• AUFGABE A:
Schreib den Teil der Datensätze, der mit der Zeile mit „is boat fender.“ beginnt und bis einschließlich zum Ende der Datensätze reicht, in eine JSON-Liste von Zeichenketten um. Jede Zeile wird zu einer Zeichenkette, Leerzeilen fallen weg.

• TEXTAUSZUG:

Rechtliche Beurteilung

[13] Der Revisionsrekurs ist aus dem vom Rekursgericht genannten Grund zulässig; er ist im Sinn des hilfsweise gestellten Aufhebungsantrags auch berechtigt.

[14] Der Rechtsmittelwerber bringt vor, beim antragstellenden Revisionsverband handle es sich um die einzig zuständige gesetzliche Interessenvertretung aller gemeinnützigen Bauvereinigungen unabhängig von deren Rechtsform. Dem Revisionsverband komme somit schon als solchem die Antrags- und Rechtsmittelbefugnis nach § 14 Abs 3 FBG zu. Eine Unterscheidung dahingehend, dass § 14 Abs 3 FBG dem Revisionsverband Parteistellung nur bei gemeinnützigen Bauvereinigungen in der Rechtsform einer Genossenschaft, nicht aber auch einer GmbH oder AG zuerkenne, wäre sachlich nicht gerechtfertigt. Der Gesetzgeber habe eine diesbezügliche Klarstellung in § 14 Abs 3 FBG vergessen. Die Bestimmung sei daher analog auch aufgemeinnützige Bauvereinigungen in der Rechtsform der GmbH oder AG anzuwenden. Da gemäß § 10a Abs 1a WGG auch der mittelbare Anteilserwerb an Bauvereinigungen der Zustimmung der Landesregierung unterliege und von der Prüfpflicht des Revisionsverbands umfasst sei, müsse diesem auch insoweit Parteistellung nach § 14 Abs 3 FBG zukommen.

• AUFGABE B:
Gib den Teil des Textauszugs, der mit den Worten „Rechtliche Beurteilung“ beginnt und mit „Aufhebungsantrags auch berechtigt.“ endet, noch einmal wieder und benenne dabei „Revisionsrekurs“ in „Rekurs“ um.

[Gespeicherte Dateneinträge]
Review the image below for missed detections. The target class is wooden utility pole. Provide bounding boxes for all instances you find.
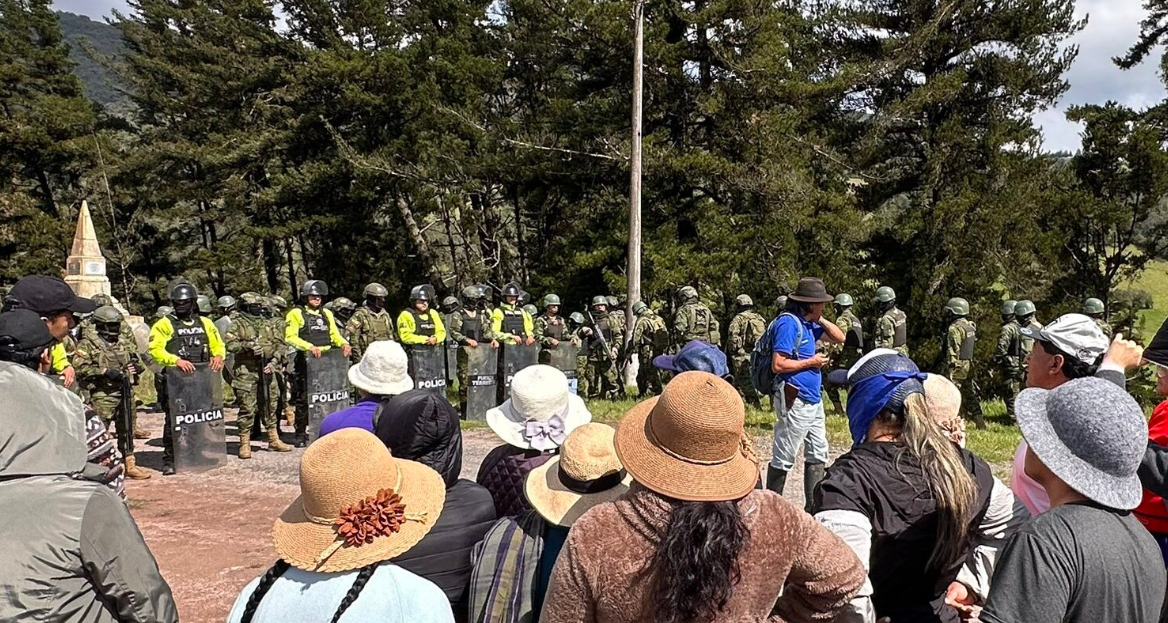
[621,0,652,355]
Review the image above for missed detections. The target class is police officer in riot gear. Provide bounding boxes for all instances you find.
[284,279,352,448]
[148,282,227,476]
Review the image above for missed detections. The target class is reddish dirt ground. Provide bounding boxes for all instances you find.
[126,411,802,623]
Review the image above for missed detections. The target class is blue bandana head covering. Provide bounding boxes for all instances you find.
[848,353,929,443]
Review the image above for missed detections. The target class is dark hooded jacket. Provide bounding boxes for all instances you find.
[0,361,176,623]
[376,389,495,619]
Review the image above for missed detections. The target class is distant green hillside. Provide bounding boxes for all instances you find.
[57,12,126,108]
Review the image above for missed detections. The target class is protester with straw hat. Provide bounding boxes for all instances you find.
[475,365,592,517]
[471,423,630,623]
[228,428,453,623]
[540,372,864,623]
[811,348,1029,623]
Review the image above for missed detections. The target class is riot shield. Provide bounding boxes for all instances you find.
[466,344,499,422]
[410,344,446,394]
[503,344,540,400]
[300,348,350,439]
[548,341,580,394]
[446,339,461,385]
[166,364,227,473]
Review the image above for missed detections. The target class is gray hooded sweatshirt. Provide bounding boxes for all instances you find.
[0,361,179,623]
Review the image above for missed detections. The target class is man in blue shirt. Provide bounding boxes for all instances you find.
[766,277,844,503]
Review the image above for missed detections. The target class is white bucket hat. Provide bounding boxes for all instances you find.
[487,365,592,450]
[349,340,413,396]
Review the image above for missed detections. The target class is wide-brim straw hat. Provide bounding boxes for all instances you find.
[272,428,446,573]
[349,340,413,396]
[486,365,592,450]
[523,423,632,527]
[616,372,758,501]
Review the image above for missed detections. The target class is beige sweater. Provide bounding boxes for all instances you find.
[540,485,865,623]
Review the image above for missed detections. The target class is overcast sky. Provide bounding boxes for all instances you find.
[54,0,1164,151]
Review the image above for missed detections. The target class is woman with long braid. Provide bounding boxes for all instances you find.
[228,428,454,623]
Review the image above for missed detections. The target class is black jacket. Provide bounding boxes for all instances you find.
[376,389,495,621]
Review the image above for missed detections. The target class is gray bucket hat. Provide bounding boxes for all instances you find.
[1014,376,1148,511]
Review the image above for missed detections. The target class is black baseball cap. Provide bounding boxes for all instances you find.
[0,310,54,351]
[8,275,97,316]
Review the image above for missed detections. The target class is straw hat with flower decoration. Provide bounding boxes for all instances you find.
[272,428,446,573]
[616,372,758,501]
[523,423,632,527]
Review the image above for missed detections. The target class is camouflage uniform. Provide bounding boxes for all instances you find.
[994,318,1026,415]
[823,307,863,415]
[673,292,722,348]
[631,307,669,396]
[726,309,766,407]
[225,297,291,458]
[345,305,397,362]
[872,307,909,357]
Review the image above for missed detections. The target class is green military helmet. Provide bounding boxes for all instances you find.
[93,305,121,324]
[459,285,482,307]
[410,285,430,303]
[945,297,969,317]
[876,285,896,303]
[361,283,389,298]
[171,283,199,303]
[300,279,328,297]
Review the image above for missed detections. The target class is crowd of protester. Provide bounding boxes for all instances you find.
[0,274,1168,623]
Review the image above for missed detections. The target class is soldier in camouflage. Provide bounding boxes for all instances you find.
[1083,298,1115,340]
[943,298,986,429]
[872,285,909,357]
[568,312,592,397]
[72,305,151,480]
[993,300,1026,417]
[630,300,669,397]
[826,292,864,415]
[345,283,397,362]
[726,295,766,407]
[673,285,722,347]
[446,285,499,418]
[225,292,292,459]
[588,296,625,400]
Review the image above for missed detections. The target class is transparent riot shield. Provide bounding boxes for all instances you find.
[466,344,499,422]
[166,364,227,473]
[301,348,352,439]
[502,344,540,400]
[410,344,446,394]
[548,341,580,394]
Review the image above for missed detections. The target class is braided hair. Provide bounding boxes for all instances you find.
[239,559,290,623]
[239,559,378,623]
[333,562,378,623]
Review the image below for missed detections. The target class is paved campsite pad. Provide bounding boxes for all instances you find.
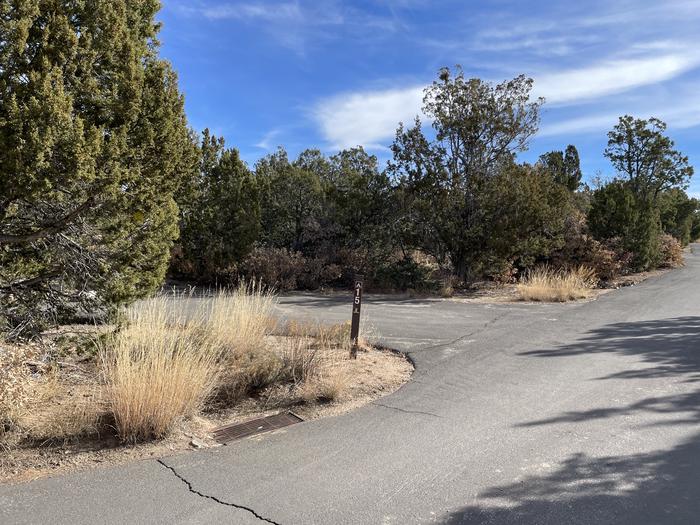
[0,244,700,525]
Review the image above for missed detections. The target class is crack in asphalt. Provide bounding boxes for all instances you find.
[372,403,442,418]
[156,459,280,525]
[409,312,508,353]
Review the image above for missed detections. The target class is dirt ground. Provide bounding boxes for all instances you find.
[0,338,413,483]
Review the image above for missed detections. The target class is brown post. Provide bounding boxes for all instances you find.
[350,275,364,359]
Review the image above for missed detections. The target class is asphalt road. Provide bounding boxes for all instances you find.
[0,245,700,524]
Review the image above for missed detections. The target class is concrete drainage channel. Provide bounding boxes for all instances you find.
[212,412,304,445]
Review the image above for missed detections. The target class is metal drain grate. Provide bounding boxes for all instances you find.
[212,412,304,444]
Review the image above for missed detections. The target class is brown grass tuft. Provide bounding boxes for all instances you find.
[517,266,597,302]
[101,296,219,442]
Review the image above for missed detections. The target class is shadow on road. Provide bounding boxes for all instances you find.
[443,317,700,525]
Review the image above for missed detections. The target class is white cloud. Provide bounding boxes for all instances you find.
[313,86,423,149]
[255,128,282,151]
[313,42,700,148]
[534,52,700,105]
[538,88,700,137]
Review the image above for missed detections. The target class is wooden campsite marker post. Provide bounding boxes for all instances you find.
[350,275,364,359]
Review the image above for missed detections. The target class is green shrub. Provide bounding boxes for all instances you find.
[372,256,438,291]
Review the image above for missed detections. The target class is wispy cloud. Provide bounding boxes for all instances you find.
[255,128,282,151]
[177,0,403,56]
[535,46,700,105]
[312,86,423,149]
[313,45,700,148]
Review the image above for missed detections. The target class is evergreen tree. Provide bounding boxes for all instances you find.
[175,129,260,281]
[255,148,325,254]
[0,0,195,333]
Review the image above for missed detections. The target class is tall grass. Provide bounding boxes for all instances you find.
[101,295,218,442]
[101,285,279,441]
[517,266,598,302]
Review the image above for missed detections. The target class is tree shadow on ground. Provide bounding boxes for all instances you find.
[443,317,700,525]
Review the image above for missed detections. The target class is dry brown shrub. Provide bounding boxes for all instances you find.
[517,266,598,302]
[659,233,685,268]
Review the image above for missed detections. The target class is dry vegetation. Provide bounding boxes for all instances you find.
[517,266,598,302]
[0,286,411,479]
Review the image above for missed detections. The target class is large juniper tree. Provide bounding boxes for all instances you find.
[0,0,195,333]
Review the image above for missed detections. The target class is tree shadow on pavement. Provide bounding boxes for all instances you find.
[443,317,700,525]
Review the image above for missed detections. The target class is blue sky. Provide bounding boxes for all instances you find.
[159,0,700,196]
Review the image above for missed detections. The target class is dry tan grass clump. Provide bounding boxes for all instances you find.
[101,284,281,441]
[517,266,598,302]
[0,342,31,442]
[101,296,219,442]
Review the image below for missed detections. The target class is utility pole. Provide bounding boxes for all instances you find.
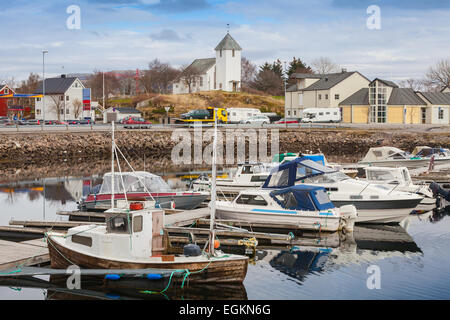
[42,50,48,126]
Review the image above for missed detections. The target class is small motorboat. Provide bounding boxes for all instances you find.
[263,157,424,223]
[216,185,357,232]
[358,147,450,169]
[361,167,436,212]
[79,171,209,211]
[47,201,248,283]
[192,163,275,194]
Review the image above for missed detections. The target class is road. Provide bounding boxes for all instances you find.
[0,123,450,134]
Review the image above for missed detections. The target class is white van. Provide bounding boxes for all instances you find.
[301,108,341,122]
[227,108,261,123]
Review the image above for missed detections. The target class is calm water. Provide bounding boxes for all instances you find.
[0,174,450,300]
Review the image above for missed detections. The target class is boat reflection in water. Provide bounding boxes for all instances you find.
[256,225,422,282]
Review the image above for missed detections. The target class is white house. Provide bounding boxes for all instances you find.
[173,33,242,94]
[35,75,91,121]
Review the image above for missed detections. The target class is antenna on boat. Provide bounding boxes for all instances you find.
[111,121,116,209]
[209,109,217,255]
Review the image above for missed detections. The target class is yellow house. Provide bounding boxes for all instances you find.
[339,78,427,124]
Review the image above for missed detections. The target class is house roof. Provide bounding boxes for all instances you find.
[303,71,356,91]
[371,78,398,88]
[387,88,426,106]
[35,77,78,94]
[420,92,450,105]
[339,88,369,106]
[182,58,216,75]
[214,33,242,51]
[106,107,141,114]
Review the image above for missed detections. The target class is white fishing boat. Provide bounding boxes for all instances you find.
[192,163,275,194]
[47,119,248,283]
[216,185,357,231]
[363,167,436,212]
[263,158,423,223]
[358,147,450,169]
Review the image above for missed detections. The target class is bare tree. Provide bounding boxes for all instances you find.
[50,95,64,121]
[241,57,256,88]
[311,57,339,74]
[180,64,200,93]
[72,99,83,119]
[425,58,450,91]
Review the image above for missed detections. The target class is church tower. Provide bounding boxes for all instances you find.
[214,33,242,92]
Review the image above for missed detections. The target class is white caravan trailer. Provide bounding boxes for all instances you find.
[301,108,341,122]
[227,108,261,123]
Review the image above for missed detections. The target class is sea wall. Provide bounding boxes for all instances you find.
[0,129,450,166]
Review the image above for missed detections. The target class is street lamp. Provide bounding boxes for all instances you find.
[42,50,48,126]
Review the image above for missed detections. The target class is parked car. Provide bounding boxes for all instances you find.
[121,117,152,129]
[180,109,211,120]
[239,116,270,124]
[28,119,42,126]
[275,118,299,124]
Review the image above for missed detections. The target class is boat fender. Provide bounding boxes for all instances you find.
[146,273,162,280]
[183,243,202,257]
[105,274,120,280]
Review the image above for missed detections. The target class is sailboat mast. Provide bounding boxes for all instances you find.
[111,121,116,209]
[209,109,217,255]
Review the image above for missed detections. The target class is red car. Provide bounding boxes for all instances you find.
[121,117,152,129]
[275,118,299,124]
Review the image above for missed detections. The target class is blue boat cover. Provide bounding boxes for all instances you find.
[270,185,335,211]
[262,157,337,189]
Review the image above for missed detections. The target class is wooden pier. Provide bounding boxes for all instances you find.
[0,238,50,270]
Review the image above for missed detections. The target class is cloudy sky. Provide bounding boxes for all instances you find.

• LÖSUNG A:
[
  "Review the image above for missed detections. The target class is boat fender. Provide bounding boxes for all instances you find.",
  "[146,273,162,280]",
  "[183,243,202,257]",
  "[105,274,120,280]",
  "Review the image above for missed detections. The target class is sailboat mast. Provide bounding boxes for all instances you find.",
  "[111,121,116,209]",
  "[209,109,217,255]",
  "Review the image above for missed detections. The target class is red car. Provide bounding boxes for all instances you find.",
  "[121,117,152,129]",
  "[275,118,299,124]",
  "Review the image above for missed detections. The target class is blue boat cover. Provide bounding boxes for all instances you find.",
  "[270,185,335,211]",
  "[262,157,337,189]",
  "Review the image above for missed detections. The target class is wooden pier. Provide bounding boxes for all instances you find.",
  "[0,238,50,270]",
  "Review the image above for missed detections. The target class is cloudy sky. Provide bounding boxes for all instances you find."
]

• LÖSUNG B:
Rechtliche Beurteilung

[13] Der Rekurs ist aus dem vom Rekursgericht genannten Grund zulässig; er ist im Sinn des hilfsweise gestellten Aufhebungsantrags auch berechtigt.